Top of Task material
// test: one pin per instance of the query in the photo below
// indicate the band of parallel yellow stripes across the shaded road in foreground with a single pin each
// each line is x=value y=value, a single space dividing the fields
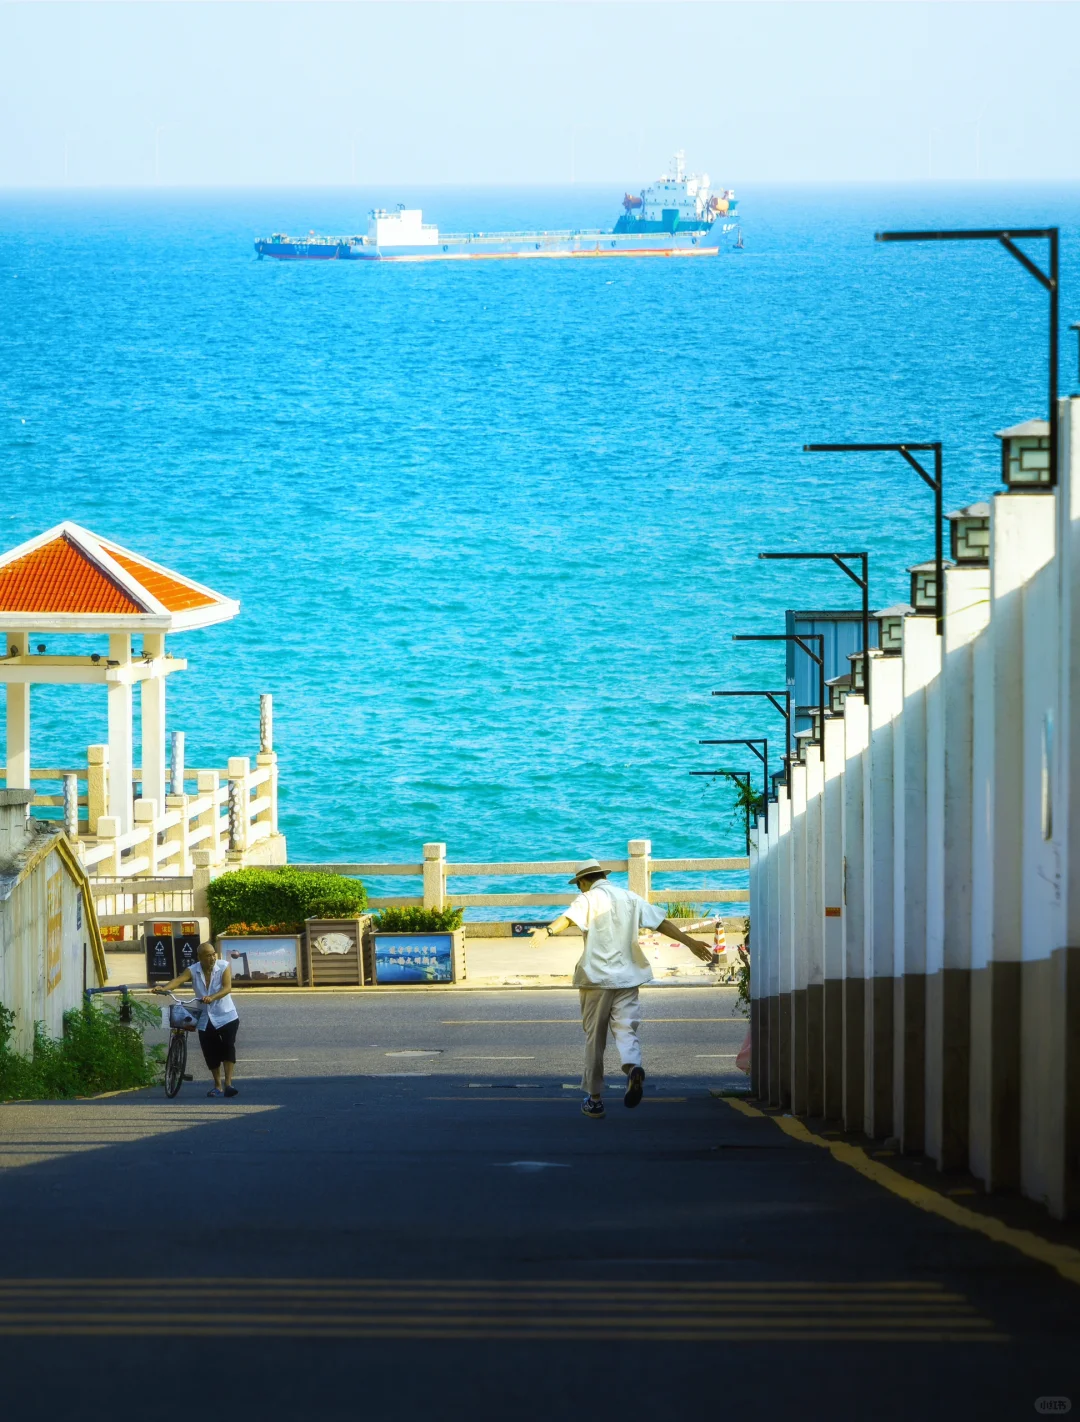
x=894 y=1312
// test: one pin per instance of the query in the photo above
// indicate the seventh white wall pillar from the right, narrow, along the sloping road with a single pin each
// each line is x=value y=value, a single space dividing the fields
x=833 y=918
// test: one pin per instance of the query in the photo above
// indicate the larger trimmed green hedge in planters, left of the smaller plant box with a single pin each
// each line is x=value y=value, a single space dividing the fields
x=282 y=899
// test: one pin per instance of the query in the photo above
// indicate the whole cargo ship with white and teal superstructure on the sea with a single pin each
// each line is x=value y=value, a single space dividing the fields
x=678 y=215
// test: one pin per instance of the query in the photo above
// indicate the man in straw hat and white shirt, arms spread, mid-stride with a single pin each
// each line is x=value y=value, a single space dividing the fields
x=610 y=975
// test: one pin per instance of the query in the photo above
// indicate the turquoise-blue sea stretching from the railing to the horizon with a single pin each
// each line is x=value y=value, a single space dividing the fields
x=493 y=525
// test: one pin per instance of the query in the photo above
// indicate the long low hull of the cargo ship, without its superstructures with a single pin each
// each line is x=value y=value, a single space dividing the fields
x=497 y=248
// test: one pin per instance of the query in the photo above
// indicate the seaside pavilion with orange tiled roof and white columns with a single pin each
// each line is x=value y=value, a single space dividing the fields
x=70 y=581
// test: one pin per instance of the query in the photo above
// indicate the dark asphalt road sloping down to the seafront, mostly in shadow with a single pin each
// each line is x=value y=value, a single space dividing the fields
x=399 y=1238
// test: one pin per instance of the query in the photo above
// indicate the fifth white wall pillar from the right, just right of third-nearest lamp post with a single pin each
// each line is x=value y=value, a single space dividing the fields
x=887 y=697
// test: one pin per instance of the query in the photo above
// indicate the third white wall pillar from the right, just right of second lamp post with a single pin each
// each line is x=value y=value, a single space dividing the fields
x=950 y=870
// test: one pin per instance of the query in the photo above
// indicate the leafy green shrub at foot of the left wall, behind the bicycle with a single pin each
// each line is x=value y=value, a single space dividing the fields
x=97 y=1053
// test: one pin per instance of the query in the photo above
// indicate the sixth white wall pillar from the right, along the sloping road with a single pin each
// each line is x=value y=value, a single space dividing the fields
x=856 y=742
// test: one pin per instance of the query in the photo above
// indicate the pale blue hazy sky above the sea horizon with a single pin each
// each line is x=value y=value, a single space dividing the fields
x=285 y=95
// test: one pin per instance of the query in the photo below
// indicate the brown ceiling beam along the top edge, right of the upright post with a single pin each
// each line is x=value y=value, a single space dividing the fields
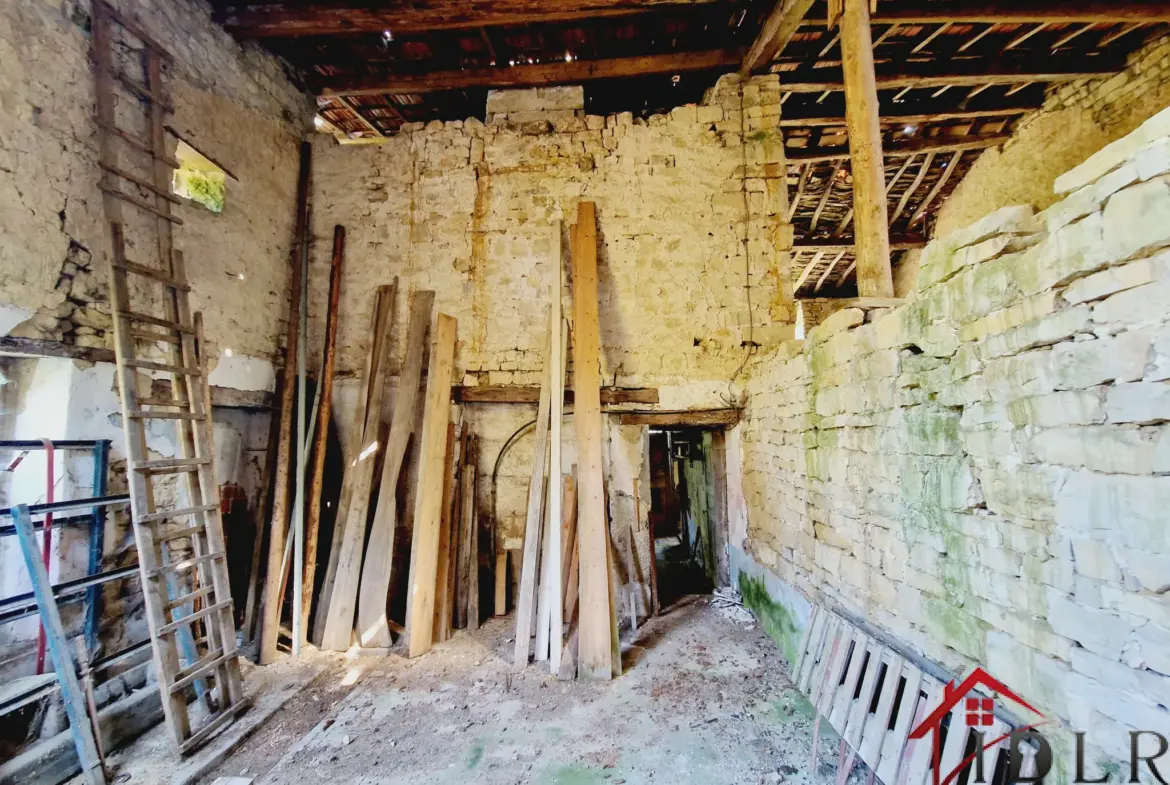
x=1004 y=12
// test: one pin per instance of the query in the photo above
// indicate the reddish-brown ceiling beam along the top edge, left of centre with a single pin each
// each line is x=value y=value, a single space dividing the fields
x=290 y=19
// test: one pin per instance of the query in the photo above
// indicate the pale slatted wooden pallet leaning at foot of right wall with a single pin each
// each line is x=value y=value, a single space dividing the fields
x=873 y=698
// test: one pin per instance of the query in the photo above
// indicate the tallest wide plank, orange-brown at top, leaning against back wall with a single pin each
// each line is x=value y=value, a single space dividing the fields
x=596 y=610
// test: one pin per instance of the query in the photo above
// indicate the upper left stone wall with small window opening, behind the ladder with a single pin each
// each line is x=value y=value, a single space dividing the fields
x=236 y=105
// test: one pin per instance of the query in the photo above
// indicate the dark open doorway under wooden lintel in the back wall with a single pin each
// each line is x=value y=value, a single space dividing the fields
x=689 y=521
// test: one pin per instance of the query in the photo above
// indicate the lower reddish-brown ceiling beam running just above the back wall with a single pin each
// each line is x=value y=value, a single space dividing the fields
x=527 y=77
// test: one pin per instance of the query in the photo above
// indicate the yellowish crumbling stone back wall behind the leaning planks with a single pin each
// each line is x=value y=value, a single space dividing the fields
x=479 y=214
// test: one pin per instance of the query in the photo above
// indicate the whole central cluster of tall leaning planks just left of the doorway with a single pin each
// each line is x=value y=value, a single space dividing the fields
x=567 y=571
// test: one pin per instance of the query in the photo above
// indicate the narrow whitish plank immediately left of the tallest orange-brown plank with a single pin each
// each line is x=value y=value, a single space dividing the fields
x=558 y=385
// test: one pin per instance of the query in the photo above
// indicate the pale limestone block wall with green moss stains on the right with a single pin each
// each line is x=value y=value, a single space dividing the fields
x=981 y=471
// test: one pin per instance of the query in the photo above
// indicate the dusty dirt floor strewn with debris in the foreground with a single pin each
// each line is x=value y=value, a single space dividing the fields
x=704 y=700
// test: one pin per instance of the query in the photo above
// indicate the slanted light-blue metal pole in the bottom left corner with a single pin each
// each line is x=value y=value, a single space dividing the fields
x=72 y=694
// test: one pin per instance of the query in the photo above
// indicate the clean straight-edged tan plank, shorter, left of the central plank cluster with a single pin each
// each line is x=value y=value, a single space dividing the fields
x=429 y=504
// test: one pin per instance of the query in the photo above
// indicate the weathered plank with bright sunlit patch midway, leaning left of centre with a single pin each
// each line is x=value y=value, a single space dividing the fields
x=339 y=631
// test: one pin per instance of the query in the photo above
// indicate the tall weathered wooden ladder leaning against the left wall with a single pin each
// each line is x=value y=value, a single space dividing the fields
x=155 y=333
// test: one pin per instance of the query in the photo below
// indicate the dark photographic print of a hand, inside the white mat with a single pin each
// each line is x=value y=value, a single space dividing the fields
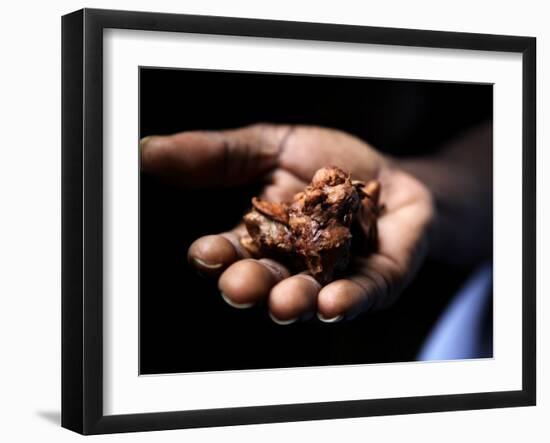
x=299 y=220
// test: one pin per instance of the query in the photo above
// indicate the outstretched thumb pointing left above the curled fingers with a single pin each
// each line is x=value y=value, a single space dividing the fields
x=214 y=158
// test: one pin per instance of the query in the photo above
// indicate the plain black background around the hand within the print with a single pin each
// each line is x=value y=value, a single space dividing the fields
x=185 y=326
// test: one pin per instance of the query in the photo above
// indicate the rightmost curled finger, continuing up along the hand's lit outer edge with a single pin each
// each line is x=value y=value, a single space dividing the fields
x=377 y=280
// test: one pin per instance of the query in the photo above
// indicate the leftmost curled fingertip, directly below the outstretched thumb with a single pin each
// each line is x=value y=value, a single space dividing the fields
x=212 y=254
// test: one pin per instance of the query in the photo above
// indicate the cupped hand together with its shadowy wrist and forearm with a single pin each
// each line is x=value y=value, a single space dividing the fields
x=434 y=206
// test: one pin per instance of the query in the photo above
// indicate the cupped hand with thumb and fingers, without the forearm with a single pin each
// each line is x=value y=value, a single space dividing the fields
x=285 y=159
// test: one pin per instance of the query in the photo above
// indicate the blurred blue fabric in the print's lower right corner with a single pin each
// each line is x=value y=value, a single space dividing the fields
x=462 y=331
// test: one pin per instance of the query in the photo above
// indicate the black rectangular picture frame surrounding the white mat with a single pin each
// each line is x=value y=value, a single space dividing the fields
x=82 y=218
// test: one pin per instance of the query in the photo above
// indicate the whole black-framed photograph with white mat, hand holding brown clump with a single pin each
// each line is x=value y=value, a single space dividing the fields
x=269 y=221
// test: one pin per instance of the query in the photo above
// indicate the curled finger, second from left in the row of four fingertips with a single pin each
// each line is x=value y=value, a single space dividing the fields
x=248 y=281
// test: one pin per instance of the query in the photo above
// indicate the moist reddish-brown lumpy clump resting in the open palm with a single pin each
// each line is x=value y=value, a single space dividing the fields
x=313 y=232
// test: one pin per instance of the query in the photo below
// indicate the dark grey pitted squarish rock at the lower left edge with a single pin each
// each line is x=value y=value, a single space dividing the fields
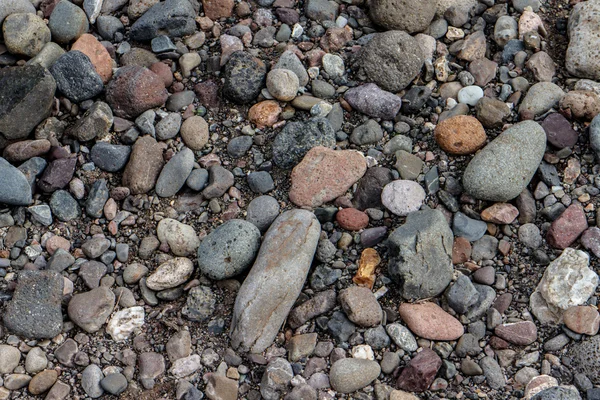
x=35 y=308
Bottom of Task material
> Work request
List, from the entries above, every line in which the word "clump" shows up.

> Output for this task
// indicate the whole black-framed photograph with white mat, hand holding brown clump with a single pin each
// indicate the moist reddish-brown lumpy clump resting in the open palm with a single pin each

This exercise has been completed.